Top of Dataset content

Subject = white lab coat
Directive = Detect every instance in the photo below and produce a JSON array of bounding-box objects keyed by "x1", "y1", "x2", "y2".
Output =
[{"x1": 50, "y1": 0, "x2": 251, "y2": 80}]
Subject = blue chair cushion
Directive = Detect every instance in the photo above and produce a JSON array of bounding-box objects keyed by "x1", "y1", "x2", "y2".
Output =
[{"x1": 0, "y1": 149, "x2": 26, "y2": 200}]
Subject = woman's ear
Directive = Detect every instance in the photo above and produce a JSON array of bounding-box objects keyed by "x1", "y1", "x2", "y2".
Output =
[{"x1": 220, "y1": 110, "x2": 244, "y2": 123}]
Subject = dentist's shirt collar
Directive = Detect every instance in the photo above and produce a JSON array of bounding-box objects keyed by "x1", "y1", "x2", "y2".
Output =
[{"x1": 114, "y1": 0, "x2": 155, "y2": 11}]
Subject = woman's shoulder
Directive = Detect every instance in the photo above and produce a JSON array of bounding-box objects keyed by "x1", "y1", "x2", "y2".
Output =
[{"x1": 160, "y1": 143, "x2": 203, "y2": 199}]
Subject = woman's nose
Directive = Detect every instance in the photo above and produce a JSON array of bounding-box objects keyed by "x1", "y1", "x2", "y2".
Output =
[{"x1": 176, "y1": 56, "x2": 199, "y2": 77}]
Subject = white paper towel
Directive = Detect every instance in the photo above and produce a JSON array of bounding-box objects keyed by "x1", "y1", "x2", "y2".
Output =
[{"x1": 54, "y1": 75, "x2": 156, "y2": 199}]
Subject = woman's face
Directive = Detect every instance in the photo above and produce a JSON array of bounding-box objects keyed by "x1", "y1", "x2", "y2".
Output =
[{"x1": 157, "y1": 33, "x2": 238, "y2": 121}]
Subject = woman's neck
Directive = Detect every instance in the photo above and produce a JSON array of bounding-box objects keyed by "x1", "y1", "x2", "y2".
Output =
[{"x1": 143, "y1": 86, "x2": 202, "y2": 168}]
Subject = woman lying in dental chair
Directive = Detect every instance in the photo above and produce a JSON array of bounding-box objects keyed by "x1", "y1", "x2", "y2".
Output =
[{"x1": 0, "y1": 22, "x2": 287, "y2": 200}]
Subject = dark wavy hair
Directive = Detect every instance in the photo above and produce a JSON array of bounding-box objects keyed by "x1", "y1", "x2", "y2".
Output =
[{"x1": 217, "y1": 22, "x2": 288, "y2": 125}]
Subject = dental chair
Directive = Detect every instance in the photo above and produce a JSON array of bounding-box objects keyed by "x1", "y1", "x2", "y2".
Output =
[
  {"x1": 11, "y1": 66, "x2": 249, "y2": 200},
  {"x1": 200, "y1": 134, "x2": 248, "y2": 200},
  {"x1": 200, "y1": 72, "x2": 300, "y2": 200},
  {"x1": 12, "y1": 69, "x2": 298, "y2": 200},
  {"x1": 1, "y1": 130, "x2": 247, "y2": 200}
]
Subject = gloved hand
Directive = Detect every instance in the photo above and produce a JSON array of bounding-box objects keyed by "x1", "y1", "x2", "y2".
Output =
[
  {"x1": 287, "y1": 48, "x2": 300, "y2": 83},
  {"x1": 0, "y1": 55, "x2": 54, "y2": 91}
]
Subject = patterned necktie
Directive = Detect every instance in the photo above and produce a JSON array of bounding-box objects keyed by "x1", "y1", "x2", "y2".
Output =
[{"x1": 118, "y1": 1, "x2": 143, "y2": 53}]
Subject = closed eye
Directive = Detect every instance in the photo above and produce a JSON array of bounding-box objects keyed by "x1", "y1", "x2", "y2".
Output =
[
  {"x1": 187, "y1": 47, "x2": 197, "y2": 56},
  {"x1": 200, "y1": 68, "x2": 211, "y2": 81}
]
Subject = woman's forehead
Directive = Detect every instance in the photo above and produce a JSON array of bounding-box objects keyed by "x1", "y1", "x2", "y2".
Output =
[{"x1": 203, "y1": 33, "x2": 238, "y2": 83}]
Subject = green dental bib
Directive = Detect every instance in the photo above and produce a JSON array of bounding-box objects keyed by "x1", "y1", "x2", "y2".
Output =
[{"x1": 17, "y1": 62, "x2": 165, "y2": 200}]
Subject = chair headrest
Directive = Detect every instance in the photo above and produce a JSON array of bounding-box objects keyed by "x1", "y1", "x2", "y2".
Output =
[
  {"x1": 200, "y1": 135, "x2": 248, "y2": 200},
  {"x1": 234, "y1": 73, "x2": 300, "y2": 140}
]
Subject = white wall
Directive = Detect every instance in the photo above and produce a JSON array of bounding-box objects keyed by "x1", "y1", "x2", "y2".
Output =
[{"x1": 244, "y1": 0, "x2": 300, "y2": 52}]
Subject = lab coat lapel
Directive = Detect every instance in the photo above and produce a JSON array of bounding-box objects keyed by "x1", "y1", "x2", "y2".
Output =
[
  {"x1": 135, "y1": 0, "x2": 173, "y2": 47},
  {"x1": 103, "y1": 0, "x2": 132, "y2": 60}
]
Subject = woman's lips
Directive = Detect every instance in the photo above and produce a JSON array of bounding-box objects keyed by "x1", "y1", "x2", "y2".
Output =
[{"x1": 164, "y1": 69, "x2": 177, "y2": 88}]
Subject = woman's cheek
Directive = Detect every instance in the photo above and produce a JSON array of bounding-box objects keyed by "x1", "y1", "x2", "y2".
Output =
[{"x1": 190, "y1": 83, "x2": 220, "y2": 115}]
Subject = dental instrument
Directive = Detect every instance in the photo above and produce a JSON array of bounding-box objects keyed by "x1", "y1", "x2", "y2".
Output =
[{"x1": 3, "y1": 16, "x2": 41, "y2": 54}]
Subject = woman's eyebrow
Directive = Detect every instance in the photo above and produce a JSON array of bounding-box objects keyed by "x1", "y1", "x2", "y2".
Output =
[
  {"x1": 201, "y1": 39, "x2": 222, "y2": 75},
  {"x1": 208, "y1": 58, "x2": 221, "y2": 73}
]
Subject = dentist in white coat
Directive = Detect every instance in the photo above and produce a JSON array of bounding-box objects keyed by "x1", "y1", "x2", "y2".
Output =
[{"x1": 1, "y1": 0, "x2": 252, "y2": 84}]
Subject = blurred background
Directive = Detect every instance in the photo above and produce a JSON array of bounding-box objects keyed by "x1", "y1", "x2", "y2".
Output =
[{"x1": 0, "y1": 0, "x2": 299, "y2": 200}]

Bottom of Dataset content

Action item. Copy all lines from the material above that hold the word "white".

Answer space.
Subject = white lab coat
Subject = white paper towel
Subject = white wall
Subject = dentist in white coat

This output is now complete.